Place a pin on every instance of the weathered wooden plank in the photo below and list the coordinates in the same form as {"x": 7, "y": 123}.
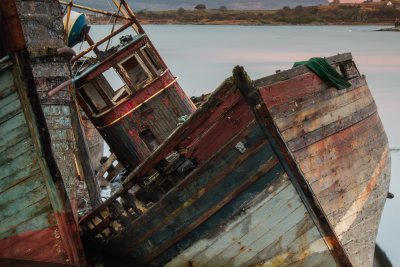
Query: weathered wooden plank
{"x": 289, "y": 74}
{"x": 16, "y": 178}
{"x": 213, "y": 239}
{"x": 262, "y": 169}
{"x": 19, "y": 164}
{"x": 302, "y": 245}
{"x": 29, "y": 219}
{"x": 210, "y": 183}
{"x": 7, "y": 83}
{"x": 294, "y": 106}
{"x": 287, "y": 160}
{"x": 256, "y": 222}
{"x": 178, "y": 137}
{"x": 7, "y": 156}
{"x": 185, "y": 191}
{"x": 238, "y": 254}
{"x": 321, "y": 108}
{"x": 286, "y": 91}
{"x": 224, "y": 129}
{"x": 326, "y": 118}
{"x": 337, "y": 154}
{"x": 13, "y": 131}
{"x": 10, "y": 106}
{"x": 11, "y": 202}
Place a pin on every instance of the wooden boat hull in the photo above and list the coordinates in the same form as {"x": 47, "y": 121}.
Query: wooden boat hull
{"x": 36, "y": 220}
{"x": 254, "y": 196}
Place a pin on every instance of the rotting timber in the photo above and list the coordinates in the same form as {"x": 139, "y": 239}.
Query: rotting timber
{"x": 283, "y": 170}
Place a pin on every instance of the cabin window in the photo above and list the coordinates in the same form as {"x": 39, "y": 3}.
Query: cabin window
{"x": 100, "y": 95}
{"x": 149, "y": 139}
{"x": 136, "y": 71}
{"x": 93, "y": 97}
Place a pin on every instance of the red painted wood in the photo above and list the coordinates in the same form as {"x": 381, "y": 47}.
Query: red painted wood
{"x": 219, "y": 134}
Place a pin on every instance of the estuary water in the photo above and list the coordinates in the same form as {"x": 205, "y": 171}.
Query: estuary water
{"x": 203, "y": 56}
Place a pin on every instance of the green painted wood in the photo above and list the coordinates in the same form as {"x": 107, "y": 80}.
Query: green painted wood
{"x": 9, "y": 155}
{"x": 245, "y": 165}
{"x": 11, "y": 202}
{"x": 23, "y": 175}
{"x": 17, "y": 165}
{"x": 301, "y": 245}
{"x": 7, "y": 83}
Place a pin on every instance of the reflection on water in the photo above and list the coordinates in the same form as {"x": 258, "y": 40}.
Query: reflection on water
{"x": 202, "y": 56}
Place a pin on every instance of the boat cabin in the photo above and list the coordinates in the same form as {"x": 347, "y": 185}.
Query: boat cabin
{"x": 132, "y": 98}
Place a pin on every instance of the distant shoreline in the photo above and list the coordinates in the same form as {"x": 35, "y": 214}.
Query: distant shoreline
{"x": 316, "y": 15}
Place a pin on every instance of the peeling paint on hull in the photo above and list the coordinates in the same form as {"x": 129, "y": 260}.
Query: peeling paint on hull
{"x": 260, "y": 193}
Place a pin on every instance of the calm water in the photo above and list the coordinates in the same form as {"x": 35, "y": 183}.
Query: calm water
{"x": 202, "y": 56}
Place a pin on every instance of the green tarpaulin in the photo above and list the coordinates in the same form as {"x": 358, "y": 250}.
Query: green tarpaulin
{"x": 325, "y": 71}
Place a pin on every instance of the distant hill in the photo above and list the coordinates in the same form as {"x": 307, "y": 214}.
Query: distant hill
{"x": 189, "y": 4}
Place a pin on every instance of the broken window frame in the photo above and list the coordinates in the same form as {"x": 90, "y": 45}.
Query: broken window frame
{"x": 144, "y": 67}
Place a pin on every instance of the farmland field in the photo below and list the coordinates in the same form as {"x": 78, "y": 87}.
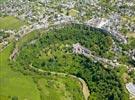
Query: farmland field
{"x": 24, "y": 87}
{"x": 10, "y": 22}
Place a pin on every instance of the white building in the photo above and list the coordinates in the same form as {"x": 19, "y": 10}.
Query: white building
{"x": 131, "y": 88}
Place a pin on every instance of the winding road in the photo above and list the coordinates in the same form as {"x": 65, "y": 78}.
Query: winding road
{"x": 85, "y": 88}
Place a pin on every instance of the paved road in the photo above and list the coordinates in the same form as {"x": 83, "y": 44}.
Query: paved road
{"x": 85, "y": 88}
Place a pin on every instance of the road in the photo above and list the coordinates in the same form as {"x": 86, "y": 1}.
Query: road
{"x": 84, "y": 85}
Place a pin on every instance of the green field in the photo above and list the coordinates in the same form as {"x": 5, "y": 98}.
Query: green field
{"x": 53, "y": 51}
{"x": 14, "y": 84}
{"x": 10, "y": 22}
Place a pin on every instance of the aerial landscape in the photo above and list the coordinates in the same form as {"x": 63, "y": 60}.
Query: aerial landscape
{"x": 67, "y": 49}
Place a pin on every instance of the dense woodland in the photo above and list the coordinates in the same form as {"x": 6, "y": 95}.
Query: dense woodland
{"x": 53, "y": 51}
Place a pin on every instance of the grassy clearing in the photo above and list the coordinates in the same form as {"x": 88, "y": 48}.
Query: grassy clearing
{"x": 10, "y": 22}
{"x": 14, "y": 83}
{"x": 59, "y": 88}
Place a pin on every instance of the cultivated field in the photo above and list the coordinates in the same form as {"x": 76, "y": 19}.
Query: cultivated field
{"x": 10, "y": 22}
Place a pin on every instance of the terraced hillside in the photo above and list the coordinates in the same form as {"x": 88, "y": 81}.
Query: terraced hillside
{"x": 53, "y": 51}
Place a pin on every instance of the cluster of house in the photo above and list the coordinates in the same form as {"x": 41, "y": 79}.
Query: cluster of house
{"x": 107, "y": 25}
{"x": 78, "y": 49}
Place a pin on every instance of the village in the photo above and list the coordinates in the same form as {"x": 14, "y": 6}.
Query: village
{"x": 45, "y": 13}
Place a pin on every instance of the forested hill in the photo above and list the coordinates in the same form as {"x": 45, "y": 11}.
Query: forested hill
{"x": 52, "y": 51}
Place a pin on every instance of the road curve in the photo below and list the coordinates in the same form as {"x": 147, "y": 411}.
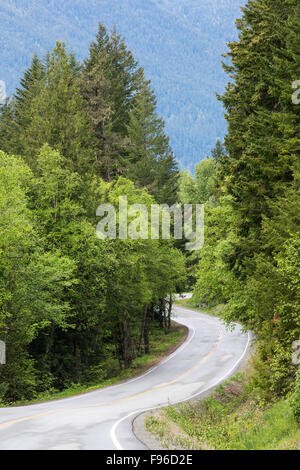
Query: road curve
{"x": 103, "y": 419}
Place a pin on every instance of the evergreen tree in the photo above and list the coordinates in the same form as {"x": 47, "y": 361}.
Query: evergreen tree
{"x": 151, "y": 163}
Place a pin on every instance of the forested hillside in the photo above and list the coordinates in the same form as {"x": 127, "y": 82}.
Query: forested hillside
{"x": 73, "y": 308}
{"x": 251, "y": 258}
{"x": 178, "y": 42}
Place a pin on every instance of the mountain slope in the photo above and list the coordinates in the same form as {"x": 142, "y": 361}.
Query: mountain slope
{"x": 179, "y": 42}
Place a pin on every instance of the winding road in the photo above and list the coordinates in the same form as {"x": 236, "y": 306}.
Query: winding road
{"x": 103, "y": 419}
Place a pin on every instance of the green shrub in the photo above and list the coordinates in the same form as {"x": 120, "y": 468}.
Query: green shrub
{"x": 296, "y": 398}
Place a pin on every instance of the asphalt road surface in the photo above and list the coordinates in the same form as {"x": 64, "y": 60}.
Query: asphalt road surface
{"x": 103, "y": 419}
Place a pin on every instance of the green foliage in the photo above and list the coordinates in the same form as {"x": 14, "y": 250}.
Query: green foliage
{"x": 296, "y": 398}
{"x": 250, "y": 260}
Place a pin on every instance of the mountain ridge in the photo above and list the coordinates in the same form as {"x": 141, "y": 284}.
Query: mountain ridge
{"x": 179, "y": 43}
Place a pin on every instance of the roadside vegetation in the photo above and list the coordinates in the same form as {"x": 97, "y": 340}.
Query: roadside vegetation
{"x": 161, "y": 345}
{"x": 233, "y": 417}
{"x": 75, "y": 309}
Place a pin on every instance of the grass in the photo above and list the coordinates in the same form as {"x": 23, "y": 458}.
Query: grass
{"x": 161, "y": 346}
{"x": 191, "y": 304}
{"x": 231, "y": 418}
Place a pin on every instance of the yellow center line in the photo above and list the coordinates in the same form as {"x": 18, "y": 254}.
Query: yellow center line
{"x": 29, "y": 418}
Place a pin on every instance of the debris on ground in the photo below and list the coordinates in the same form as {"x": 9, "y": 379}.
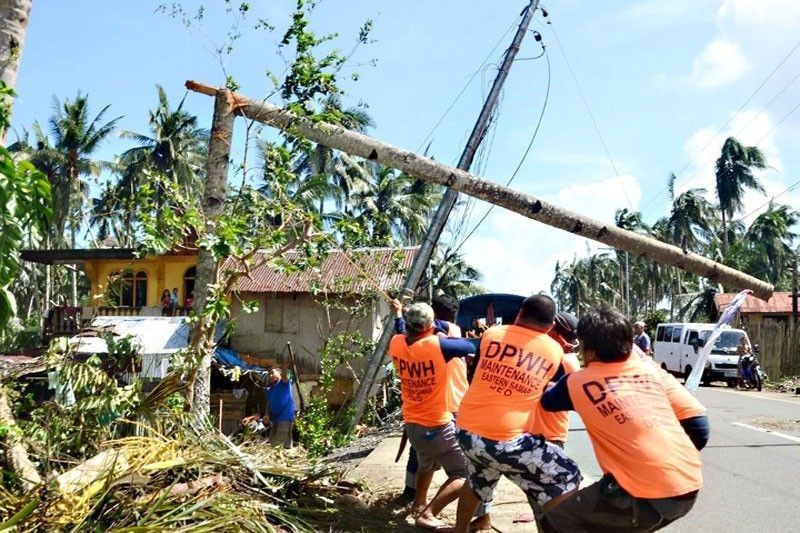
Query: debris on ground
{"x": 788, "y": 384}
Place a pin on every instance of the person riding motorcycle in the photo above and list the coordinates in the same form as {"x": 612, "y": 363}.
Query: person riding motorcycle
{"x": 745, "y": 353}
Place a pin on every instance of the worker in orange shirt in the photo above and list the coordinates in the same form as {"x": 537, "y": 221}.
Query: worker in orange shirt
{"x": 515, "y": 364}
{"x": 444, "y": 311}
{"x": 420, "y": 357}
{"x": 554, "y": 426}
{"x": 645, "y": 428}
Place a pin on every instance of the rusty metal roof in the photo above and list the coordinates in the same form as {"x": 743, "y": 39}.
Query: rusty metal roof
{"x": 344, "y": 272}
{"x": 780, "y": 303}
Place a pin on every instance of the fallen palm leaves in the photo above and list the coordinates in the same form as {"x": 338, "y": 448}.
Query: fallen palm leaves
{"x": 196, "y": 481}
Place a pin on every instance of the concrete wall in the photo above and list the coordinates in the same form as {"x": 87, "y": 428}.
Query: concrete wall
{"x": 300, "y": 319}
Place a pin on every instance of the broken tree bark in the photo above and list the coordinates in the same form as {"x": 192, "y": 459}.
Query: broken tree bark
{"x": 17, "y": 455}
{"x": 422, "y": 167}
{"x": 14, "y": 17}
{"x": 214, "y": 193}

+ + + +

EXERCISE AIM: Quote only the lines that start at the line holding "Place a pin on every instance of the debris" and end at the last line of the entries, including both of those lines, and omit every picture.

TASK SOLUTION:
Place a pin on every instance of the debris on ground in the photo below and list the coordinates in the same form as {"x": 9, "y": 379}.
Query: debris on ground
{"x": 788, "y": 384}
Place a pin on every instance of the person riding motorcycle in the photo above and list the coordinates in the same form as {"x": 612, "y": 363}.
Query: person riding motorcycle
{"x": 745, "y": 353}
Place a pin on every instance of the worker in orange shirt in the photo above and list the coordinates in the same form as {"x": 537, "y": 221}.
Query: worker in orange shirt
{"x": 515, "y": 364}
{"x": 444, "y": 311}
{"x": 420, "y": 357}
{"x": 554, "y": 426}
{"x": 645, "y": 428}
Place a pin on every instance of the rusty metal roof in the photo above and list the coordinates in the same form as {"x": 743, "y": 39}.
Query: rusty metal roof
{"x": 344, "y": 272}
{"x": 780, "y": 303}
Place a pin on every instance of the fallen palm leaves in the photo above and list the coordinates in the same form as {"x": 338, "y": 448}.
Query: fallen palm leaves
{"x": 196, "y": 481}
Place a pin on every instance of the concrete wall in the photo above and list the coordinates in the same form as {"x": 87, "y": 428}.
Query: concrete wall
{"x": 300, "y": 319}
Place a pin on every instance of the broken tree bark in the photo above and list the coordinates in the same form as {"x": 192, "y": 459}.
Query: broken tree bark
{"x": 17, "y": 455}
{"x": 422, "y": 167}
{"x": 14, "y": 17}
{"x": 214, "y": 193}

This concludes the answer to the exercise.